提供データ:
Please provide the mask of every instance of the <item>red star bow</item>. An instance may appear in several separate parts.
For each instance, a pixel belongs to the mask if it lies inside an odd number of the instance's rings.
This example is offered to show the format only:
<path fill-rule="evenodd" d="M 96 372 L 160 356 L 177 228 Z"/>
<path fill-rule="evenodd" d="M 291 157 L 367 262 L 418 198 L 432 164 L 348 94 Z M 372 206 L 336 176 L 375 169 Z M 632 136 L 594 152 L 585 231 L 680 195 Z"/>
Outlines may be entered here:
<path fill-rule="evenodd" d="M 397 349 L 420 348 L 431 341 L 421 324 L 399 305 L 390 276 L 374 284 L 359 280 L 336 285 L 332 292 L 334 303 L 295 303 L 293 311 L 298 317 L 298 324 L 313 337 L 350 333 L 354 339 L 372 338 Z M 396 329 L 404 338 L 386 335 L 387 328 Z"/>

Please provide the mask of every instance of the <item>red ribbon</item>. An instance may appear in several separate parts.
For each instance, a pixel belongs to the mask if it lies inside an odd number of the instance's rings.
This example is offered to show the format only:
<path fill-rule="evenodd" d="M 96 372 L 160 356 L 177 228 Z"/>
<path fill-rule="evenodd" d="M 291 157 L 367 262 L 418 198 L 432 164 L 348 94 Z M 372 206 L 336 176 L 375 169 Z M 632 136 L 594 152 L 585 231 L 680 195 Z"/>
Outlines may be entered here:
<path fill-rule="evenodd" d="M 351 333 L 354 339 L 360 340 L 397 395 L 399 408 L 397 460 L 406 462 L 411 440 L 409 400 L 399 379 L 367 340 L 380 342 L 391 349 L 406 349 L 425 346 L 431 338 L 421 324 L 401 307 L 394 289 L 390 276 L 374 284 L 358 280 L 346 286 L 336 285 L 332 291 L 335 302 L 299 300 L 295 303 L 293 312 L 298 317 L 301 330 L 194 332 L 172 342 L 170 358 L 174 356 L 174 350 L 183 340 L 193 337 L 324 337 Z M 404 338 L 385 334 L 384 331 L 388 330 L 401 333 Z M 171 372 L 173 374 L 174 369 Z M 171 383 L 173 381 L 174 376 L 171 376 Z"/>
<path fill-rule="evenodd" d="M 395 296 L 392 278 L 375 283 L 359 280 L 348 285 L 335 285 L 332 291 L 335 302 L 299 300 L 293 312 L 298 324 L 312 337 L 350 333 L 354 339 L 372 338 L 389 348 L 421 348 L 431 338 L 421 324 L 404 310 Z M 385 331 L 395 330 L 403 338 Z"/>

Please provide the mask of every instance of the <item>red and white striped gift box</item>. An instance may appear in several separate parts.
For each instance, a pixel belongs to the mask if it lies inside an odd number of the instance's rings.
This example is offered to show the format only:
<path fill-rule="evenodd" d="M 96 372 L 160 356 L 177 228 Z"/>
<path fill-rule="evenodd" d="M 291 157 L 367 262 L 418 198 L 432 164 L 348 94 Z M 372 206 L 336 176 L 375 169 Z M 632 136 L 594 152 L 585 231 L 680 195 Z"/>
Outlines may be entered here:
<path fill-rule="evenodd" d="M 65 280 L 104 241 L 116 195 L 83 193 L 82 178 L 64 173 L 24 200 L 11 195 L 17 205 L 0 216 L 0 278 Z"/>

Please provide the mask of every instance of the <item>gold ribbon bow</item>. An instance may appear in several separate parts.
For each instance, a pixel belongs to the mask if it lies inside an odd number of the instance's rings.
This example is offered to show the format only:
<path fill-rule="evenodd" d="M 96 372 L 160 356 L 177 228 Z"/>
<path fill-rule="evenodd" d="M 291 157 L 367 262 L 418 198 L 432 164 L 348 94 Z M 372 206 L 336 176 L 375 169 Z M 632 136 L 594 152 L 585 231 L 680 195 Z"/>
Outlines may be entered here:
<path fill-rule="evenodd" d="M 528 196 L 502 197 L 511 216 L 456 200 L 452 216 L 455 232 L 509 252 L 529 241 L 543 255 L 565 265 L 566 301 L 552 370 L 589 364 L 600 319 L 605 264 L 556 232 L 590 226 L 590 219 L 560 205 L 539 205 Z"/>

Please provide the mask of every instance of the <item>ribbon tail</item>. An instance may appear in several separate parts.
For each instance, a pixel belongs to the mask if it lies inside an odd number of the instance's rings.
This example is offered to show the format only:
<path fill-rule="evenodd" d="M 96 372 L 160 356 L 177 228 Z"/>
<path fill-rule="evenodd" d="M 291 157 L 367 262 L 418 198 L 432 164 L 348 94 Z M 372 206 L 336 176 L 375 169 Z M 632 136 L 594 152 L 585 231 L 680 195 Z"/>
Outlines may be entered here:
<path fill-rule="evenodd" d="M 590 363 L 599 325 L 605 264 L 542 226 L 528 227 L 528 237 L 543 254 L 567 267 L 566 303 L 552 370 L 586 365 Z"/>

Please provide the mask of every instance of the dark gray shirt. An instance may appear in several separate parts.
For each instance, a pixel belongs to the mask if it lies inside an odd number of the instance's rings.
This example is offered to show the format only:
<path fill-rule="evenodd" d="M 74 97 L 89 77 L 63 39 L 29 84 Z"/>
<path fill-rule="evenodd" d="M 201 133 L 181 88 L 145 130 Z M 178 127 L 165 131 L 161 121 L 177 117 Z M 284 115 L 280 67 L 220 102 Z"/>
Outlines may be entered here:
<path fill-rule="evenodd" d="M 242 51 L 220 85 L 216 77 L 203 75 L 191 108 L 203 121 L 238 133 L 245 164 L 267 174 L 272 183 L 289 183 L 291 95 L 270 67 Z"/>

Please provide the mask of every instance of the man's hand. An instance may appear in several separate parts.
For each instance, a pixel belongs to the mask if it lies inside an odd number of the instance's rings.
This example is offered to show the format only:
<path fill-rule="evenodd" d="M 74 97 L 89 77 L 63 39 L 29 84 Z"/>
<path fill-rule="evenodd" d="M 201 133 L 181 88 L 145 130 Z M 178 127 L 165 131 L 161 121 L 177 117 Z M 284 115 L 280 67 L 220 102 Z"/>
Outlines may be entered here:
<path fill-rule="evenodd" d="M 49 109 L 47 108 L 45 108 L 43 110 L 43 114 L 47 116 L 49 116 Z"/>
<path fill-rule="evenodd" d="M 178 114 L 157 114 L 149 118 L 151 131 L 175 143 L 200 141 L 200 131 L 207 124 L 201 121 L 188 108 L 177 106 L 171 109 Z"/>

目的: 上のリストのうち、「Please provide the mask of every instance of the man's」を含む行で始まりリストの最後で終わる部分を、両端の行も含め、空行を除いて番号付きの箇条書きとして示せ。

解答全文:
1. Please provide the mask of every instance of the man's hand. An instance may appear in several separate parts.
2. For each instance, a pixel belongs to the mask if it lies inside an odd number of the instance's rings.
3. This example is offered to show the format only:
4. <path fill-rule="evenodd" d="M 74 97 L 89 77 L 63 39 L 29 84 Z"/>
5. <path fill-rule="evenodd" d="M 201 133 L 181 88 L 145 130 Z M 178 127 L 165 131 L 161 121 L 177 117 Z M 284 115 L 280 67 L 220 102 Z"/>
6. Outlines may be entered here:
7. <path fill-rule="evenodd" d="M 49 109 L 47 108 L 45 108 L 43 110 L 43 114 L 47 116 L 49 116 Z"/>
8. <path fill-rule="evenodd" d="M 178 114 L 157 114 L 149 118 L 151 131 L 175 143 L 200 141 L 200 131 L 207 124 L 201 121 L 188 108 L 177 106 L 171 109 Z"/>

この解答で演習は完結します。